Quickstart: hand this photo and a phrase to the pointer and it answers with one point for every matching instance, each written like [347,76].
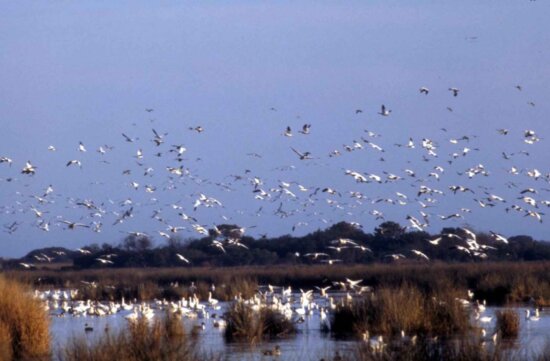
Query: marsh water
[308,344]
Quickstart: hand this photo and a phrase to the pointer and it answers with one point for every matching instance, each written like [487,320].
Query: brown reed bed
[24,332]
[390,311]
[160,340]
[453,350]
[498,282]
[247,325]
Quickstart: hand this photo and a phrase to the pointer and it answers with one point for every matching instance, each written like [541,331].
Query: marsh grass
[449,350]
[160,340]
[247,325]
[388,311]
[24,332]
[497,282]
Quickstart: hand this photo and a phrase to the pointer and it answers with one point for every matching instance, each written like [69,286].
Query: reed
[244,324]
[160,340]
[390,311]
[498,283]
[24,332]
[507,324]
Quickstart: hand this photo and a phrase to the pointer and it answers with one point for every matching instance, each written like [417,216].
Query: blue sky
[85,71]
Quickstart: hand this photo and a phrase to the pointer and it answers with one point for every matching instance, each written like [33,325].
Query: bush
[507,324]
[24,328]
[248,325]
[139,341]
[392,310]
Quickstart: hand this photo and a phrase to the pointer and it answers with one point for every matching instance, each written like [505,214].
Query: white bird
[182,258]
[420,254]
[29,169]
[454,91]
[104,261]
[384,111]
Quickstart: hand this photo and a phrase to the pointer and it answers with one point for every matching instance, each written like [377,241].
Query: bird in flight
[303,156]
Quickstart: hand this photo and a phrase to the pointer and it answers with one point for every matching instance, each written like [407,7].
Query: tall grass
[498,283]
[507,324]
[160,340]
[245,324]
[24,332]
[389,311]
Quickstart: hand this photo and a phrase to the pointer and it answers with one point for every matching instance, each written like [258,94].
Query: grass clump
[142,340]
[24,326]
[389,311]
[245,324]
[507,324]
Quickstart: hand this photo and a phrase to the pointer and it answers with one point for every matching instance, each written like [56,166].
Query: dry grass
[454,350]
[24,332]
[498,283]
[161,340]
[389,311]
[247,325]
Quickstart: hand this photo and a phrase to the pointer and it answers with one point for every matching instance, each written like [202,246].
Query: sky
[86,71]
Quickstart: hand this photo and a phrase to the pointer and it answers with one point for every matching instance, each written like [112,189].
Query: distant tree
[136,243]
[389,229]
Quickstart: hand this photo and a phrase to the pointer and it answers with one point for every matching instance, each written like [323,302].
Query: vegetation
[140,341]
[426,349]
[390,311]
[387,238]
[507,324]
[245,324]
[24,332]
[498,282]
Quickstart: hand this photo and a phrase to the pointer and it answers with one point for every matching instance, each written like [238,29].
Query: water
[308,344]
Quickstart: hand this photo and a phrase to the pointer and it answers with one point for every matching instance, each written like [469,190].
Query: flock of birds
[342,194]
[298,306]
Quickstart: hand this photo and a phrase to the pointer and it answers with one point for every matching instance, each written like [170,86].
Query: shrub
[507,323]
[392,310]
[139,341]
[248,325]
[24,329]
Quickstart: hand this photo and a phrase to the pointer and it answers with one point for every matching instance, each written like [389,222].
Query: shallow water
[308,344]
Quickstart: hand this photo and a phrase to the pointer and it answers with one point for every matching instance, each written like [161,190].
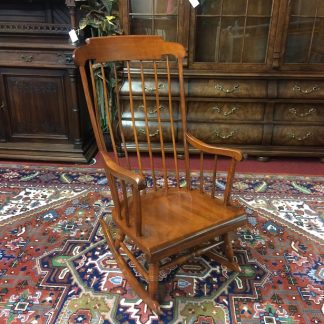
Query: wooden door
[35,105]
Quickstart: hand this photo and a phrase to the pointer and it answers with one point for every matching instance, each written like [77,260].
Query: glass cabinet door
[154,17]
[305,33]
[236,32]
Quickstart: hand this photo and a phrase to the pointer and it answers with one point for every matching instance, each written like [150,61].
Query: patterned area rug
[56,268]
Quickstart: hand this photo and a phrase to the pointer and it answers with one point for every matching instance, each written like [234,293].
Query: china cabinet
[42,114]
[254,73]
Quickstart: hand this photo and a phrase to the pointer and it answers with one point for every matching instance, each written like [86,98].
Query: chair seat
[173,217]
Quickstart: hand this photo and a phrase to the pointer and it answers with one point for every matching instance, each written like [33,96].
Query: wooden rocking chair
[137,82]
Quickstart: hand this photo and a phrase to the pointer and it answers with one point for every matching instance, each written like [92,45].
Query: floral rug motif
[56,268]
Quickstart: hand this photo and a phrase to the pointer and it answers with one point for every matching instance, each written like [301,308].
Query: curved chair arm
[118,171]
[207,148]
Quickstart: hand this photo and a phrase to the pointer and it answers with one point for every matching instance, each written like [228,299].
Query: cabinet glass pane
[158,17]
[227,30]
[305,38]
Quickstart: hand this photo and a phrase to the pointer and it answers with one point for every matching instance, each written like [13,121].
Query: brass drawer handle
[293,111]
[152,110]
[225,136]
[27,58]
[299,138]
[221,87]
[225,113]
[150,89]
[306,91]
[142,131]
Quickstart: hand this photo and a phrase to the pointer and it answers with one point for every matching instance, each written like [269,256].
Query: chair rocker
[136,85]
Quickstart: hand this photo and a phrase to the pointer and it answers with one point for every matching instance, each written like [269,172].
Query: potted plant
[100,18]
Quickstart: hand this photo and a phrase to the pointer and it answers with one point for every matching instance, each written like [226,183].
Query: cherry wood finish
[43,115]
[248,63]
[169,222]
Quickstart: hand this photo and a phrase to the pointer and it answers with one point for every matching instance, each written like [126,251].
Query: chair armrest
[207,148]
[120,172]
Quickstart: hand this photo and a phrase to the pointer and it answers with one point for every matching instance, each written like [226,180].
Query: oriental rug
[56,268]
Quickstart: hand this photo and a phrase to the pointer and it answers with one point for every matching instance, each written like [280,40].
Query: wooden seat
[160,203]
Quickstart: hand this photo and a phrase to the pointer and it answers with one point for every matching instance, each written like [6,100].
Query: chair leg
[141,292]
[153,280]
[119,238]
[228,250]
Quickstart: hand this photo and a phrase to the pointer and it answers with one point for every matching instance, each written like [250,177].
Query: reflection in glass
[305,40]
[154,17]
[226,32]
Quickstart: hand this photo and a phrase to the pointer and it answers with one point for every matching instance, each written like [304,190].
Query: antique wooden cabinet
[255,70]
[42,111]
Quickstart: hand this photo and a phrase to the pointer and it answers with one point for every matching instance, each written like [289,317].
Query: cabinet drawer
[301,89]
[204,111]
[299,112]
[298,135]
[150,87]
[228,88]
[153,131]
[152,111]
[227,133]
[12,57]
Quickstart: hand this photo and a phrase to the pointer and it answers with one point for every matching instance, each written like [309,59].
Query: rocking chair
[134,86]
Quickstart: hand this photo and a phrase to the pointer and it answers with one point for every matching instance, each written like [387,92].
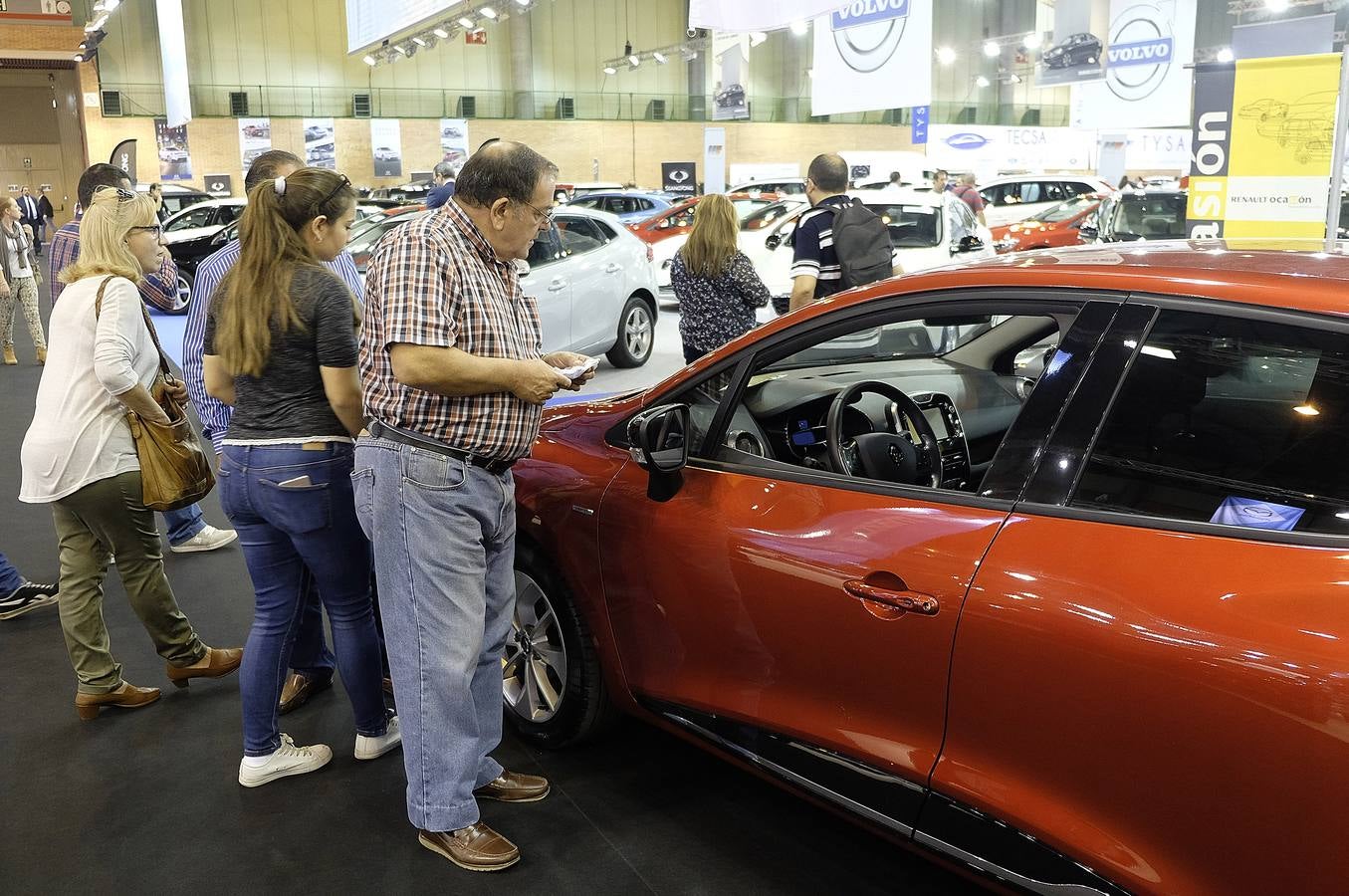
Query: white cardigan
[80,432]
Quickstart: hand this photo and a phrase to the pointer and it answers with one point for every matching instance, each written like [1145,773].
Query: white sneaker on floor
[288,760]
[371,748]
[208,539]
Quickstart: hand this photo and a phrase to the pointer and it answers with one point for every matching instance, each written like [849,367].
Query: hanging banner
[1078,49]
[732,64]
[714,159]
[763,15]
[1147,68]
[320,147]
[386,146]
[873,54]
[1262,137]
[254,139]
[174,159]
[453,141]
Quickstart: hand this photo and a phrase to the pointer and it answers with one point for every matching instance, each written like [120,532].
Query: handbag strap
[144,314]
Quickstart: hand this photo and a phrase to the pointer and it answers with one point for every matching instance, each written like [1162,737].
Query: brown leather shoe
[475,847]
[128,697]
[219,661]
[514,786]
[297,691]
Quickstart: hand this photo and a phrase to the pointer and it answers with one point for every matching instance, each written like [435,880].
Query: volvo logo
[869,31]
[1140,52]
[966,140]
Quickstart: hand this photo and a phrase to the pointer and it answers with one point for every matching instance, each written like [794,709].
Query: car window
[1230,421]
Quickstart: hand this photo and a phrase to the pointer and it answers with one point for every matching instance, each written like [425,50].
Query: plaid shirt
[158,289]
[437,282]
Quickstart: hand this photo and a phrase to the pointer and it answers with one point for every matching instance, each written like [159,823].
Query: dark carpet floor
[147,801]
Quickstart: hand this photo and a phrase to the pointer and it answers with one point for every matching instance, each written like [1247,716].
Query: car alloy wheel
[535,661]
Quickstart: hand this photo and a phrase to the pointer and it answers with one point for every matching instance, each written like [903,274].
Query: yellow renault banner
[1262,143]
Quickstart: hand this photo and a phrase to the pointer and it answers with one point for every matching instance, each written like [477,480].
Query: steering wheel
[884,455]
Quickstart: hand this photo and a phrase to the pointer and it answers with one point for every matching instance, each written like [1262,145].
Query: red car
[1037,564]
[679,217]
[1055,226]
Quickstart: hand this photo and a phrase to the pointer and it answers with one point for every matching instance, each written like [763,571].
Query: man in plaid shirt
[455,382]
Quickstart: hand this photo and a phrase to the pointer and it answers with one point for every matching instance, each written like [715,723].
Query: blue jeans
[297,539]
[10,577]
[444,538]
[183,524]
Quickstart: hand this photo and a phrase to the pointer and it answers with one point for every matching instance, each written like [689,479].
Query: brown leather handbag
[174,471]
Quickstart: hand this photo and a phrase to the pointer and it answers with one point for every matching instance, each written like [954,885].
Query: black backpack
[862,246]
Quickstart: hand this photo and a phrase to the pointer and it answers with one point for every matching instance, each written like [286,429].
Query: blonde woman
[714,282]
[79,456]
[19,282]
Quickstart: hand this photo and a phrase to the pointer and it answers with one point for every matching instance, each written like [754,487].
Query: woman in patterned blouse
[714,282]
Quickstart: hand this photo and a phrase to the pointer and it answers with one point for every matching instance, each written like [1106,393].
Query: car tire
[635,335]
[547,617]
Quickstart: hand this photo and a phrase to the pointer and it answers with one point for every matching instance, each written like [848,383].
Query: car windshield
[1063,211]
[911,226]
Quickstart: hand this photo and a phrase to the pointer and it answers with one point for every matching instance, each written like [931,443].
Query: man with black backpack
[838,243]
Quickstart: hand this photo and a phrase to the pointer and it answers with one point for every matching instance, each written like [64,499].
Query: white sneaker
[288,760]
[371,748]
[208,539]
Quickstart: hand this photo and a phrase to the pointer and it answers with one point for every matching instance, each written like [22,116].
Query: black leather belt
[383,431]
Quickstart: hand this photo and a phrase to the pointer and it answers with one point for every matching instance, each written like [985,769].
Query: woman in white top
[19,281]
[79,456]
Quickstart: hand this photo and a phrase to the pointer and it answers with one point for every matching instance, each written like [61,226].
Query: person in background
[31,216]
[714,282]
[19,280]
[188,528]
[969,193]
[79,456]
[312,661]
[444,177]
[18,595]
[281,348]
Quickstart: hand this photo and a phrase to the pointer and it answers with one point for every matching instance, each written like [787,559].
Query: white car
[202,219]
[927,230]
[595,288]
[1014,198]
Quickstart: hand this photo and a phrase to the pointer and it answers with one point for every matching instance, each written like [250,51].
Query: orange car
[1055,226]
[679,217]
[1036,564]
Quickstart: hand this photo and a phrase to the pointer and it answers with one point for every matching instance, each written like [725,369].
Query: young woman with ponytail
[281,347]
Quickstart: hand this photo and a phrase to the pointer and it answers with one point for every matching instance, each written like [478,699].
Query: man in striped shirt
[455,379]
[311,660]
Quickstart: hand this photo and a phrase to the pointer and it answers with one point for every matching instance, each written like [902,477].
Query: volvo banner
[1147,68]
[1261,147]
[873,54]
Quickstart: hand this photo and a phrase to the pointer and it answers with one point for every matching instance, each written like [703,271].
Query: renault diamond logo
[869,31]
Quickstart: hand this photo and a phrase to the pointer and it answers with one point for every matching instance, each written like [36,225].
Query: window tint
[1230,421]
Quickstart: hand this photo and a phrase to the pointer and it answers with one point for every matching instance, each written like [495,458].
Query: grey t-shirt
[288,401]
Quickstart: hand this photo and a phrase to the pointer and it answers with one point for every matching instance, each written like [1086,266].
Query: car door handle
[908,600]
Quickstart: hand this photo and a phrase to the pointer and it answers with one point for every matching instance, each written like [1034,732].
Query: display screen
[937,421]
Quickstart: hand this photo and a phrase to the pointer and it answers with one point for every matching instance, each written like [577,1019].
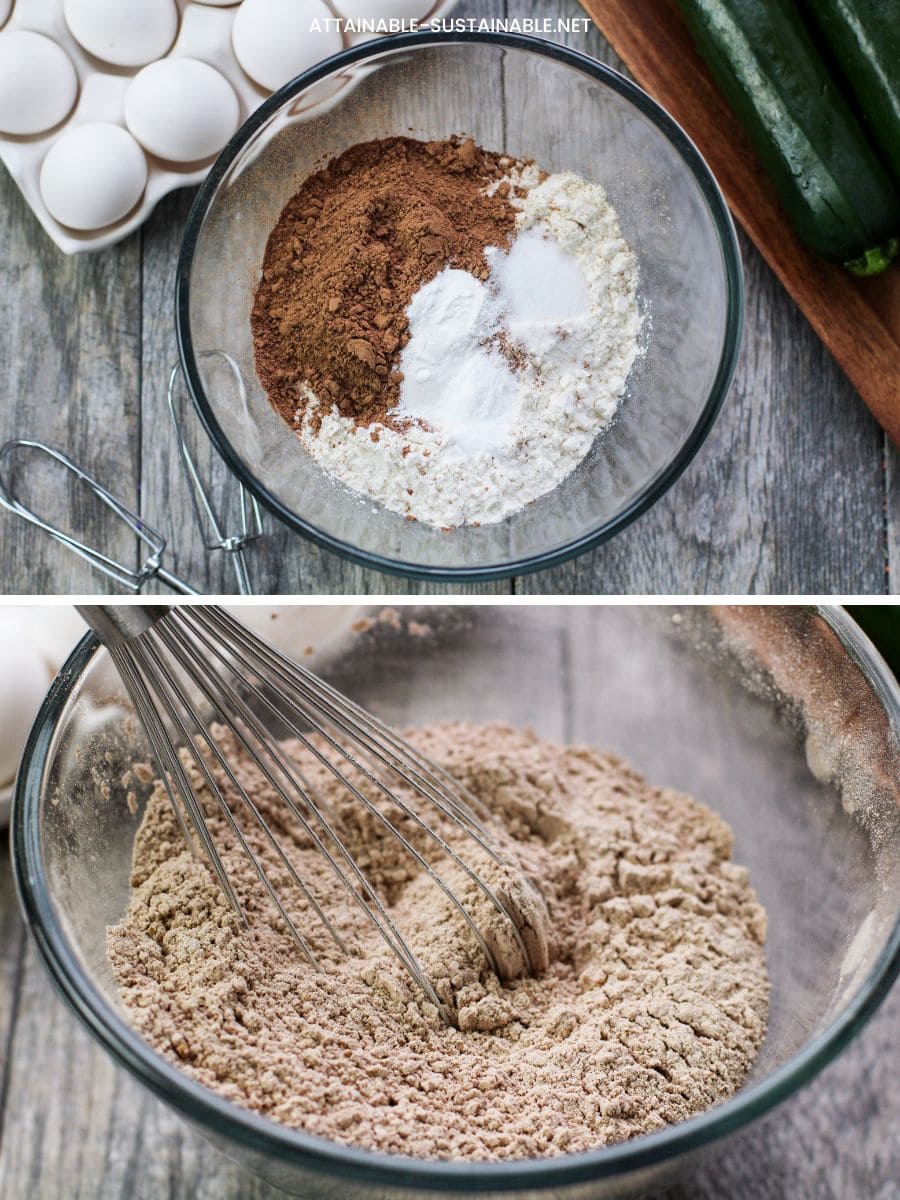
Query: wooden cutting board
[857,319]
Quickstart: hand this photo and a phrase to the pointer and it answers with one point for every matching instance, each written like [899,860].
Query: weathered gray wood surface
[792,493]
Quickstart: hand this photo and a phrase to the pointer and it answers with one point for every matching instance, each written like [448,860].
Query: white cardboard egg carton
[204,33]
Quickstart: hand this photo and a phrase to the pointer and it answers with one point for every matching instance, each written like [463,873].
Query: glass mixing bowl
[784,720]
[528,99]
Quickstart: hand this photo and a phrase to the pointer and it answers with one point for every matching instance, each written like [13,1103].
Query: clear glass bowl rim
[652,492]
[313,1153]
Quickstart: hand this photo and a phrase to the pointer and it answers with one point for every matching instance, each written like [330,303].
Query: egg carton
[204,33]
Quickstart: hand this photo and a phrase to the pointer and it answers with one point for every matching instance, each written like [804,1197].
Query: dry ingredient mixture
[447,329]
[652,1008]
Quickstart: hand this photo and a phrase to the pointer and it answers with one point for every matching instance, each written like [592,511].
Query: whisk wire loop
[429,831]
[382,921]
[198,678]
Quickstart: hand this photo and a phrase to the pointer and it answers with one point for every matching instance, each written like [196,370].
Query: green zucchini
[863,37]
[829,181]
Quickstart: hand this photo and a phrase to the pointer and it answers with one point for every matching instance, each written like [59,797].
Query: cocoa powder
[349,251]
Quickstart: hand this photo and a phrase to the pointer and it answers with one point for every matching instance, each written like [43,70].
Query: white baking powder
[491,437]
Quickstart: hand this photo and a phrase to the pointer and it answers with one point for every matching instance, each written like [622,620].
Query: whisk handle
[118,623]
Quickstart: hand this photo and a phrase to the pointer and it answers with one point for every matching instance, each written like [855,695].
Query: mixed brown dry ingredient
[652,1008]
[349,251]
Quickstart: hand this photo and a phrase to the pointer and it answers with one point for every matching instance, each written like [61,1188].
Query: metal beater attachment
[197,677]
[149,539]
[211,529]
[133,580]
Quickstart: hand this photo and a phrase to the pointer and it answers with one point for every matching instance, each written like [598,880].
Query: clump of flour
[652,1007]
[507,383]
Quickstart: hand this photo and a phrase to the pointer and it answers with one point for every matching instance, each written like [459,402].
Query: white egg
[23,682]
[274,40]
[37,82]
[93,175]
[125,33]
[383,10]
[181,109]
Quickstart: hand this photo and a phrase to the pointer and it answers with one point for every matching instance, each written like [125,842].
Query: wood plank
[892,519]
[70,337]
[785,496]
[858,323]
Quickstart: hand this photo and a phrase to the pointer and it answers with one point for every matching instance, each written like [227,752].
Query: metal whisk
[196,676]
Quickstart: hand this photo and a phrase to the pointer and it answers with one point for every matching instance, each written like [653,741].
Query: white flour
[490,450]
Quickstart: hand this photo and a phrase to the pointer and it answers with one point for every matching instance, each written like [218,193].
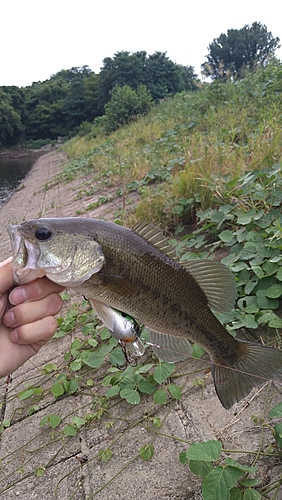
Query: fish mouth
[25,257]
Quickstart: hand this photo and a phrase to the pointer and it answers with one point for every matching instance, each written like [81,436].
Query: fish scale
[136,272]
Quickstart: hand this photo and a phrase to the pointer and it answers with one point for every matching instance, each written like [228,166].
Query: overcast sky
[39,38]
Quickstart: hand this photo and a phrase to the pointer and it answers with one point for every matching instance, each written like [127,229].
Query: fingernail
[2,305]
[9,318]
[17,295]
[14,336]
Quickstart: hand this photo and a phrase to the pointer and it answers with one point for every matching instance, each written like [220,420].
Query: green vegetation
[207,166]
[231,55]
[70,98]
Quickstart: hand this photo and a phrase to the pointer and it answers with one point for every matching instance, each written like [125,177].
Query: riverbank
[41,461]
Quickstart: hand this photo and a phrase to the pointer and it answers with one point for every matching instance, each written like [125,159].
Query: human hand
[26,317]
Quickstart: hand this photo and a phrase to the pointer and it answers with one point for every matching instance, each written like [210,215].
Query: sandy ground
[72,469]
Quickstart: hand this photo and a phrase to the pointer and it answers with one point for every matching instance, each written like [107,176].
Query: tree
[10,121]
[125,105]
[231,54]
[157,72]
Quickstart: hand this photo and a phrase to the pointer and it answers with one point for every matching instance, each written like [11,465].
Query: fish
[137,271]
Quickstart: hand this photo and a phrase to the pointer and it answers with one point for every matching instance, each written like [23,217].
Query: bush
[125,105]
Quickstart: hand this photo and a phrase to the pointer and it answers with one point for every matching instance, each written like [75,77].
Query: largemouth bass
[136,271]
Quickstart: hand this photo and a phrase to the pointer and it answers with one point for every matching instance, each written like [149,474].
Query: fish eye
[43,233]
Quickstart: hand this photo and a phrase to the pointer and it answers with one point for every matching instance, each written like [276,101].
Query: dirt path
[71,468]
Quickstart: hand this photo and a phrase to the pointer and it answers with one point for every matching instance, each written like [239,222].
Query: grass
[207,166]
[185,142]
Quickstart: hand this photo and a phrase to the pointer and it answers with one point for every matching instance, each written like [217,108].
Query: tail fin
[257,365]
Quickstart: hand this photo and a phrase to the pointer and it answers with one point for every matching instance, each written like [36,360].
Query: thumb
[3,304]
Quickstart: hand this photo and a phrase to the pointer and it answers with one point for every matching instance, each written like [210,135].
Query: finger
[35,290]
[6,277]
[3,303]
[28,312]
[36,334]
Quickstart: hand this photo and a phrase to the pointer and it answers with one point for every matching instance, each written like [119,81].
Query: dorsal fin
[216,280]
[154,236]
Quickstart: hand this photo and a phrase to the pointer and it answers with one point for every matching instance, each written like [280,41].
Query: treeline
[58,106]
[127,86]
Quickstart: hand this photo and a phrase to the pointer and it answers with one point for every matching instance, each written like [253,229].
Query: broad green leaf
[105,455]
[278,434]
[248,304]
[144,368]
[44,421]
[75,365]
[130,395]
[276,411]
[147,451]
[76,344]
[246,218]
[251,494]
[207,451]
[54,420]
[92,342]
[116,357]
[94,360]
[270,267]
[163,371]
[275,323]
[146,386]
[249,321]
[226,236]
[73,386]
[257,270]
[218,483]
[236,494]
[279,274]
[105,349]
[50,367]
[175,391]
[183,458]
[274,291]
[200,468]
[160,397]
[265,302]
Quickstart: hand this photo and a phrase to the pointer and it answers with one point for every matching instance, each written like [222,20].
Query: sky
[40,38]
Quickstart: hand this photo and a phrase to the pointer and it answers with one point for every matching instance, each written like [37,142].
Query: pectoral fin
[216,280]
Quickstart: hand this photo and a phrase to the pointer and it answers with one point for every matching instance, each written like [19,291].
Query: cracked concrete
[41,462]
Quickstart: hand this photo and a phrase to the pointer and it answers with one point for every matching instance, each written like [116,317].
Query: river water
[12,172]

◆ CHALLENGE
The lines to reproduce run from the line containing "written like [36,360]." to the end of the listing; write them out exactly and add nothing.

◆ TASK RESPONSE
Quickstart: hand this photo and a phrase to the pointer and it answers with one point for every matching instance, each written like [36,360].
Query: thumb
[3,304]
Quickstart: hand this photo and a phrase to the pointer and it answers with one point for every matching instance, each written like [210,135].
Query: finger
[35,290]
[6,277]
[3,303]
[28,312]
[36,334]
Quickstart: hand this photo and a phrase to the pointer and it answers with one point for every matching instance, each written like [119,81].
Query: dorsal fin
[216,280]
[154,236]
Quickstart: hand this photo and a phrase to the pointer and it answers with one point for every matching instance, each written like [280,41].
Query: treeline
[58,106]
[127,86]
Quickstart: hand this photo and a phrase to the pointer and it answers with one point for every matching instance, each written like [253,229].
Query: broad green leaf
[105,455]
[278,434]
[248,304]
[144,368]
[44,421]
[75,365]
[130,395]
[276,411]
[147,451]
[76,344]
[246,218]
[251,494]
[207,451]
[54,420]
[92,342]
[116,357]
[94,360]
[270,267]
[163,371]
[275,323]
[146,386]
[249,321]
[226,236]
[73,386]
[257,270]
[218,483]
[236,494]
[279,274]
[105,349]
[50,367]
[175,391]
[183,458]
[274,291]
[200,468]
[160,397]
[265,302]
Quickstart: hand this photo and a phrase to the pointer and it answers with one point for every matching instance, each written like [222,20].
Query: sky
[40,38]
Quickstart: hand this photo and a phrase to the pointer and it answers with one point for every matching instance, each written like [37,142].
Query: pectoral fin
[216,280]
Quickstart: hand this photo and a phrase to the pointer and it answers with one point for every matching instance, each written like [19,291].
Query: cracked concrete
[41,462]
Quickstart: hand this photo and a phrase to the pointer and it answers with one point for every matching instance, each written like [116,317].
Query: river water
[12,172]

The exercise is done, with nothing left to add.